### Materials provided
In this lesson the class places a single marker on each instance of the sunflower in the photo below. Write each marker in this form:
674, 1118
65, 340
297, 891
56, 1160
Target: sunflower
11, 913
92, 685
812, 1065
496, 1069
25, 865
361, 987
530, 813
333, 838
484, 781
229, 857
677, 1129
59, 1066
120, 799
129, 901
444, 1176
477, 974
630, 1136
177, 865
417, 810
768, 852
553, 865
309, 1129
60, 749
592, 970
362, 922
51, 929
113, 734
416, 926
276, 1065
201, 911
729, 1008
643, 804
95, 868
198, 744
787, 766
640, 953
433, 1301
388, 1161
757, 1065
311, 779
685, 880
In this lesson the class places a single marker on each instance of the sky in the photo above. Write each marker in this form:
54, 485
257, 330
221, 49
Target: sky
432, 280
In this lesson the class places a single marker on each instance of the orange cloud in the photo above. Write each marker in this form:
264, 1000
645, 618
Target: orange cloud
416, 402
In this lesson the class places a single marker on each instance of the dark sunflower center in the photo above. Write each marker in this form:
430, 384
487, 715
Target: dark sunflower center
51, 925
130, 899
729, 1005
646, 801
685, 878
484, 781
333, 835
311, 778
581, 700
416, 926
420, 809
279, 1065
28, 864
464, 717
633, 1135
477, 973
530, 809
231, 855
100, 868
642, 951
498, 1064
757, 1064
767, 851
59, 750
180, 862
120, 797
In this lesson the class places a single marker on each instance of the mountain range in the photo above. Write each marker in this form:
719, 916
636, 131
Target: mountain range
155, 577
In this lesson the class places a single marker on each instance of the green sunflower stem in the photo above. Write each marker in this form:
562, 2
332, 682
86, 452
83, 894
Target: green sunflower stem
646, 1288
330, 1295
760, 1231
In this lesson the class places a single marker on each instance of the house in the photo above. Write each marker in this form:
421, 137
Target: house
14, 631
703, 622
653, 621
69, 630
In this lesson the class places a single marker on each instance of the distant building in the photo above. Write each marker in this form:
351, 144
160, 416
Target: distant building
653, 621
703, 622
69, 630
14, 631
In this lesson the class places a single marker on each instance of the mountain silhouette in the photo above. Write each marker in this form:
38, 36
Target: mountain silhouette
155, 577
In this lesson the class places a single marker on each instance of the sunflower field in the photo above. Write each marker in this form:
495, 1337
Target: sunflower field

### Work to complete
Provide a count of the lines in the data above that include the word "field", stating the number alone.

### Exercise answer
2